** START PROVIDED INFORMATION **

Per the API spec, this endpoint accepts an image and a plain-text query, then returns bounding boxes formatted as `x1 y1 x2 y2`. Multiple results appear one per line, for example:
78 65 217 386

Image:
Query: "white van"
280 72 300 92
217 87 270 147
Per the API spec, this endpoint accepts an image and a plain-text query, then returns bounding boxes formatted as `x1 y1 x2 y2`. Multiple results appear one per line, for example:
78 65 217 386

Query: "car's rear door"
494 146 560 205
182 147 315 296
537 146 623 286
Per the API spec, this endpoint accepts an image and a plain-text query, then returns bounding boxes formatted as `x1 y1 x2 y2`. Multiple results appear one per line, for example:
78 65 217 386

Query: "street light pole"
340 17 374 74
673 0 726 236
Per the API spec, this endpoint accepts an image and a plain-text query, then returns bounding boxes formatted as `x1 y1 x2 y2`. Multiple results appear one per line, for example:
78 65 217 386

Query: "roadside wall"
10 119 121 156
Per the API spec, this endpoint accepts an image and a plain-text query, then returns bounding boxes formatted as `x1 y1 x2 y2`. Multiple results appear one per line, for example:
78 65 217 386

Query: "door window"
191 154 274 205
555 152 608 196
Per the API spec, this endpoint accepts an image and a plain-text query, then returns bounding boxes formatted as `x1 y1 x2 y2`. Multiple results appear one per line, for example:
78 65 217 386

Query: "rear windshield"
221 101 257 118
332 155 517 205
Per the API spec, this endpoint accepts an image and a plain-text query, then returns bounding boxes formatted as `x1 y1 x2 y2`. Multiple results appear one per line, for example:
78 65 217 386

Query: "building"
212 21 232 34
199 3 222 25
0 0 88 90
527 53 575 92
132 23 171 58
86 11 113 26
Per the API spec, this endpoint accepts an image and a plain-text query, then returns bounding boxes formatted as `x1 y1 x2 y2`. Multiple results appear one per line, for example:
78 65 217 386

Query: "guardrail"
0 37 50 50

** END PROVIDED INFORMATION **

TASK TO COMPLETE: Recast every line of the listing above as a numbered list, omitting the blank lines.

EXERCISE RESPONSE:
1. Per the API spec, this endpoint accepts an image and a plain-text query, then returns bounding boxes formatted as `x1 y1 x2 y2`. Multiple results appear one per line, for example:
2. 78 65 217 386
3. Image:
4. Query: "white van"
5. 280 72 300 92
6. 217 87 270 147
7. Per the API spec, this endpoint accepts an image and a plain-text query, then returns bounding boxes formatted as `x1 y1 x2 y2`. Multiple results appear one per line, for example:
8. 78 65 217 386
9. Query: "car's rear door"
10. 494 146 560 205
11. 182 147 315 296
12. 537 146 623 286
13. Per the API spec, this endpoint accepts an image and a plain-text query, then returns bounding boxes formatted as `x1 y1 x2 y2`. Multiple results appear one per line, for example:
14. 78 65 217 386
15. Query: "street light pole"
16. 340 17 374 74
17. 673 0 726 236
18. Per the API spec, this endpoint accepts an image and a plain-text query, then returns bounding boxes formatted as `x1 y1 x2 y2`. Multiple results appear one per line, for example:
19. 78 65 217 386
20. Query: "roadside wall"
21. 10 119 121 156
22. Per the API spec, this endpoint accepts an image and a plain-text query, then returns bounding boxes formatted as `x1 y1 x2 y2`. Multiple results appear one per line, for example:
23. 78 65 217 386
24. Query: "door window"
25. 191 154 274 205
26. 555 152 608 196
27. Per the API spec, this endpoint accepts an image and a plain-text query, then returns bounding boxes formatted as `x1 y1 x2 y2`. Multiple results appear one per line, for example:
28. 78 65 217 386
29. Query: "rear windshield"
30. 221 101 257 118
31. 332 155 517 205
32. Per the API spec, this endpoint accepts an image and a plain-text query, then returns bounding boxes formatted as `x1 y1 x2 y2`. Multiple results appear one per line, for example:
33. 78 65 217 386
34. Query: "building"
35. 212 21 232 34
36. 199 3 222 25
37. 0 0 88 90
38. 527 53 575 92
39. 132 23 171 58
40. 86 11 113 26
41. Per the API spec, this endpoint accepts an image and a plain-text query, then returns bounding boxes formatted as `x1 y1 x2 y2`. Multiple results appear one per line, for example:
42. 78 65 217 386
43. Query: "guardrail"
44. 0 37 50 50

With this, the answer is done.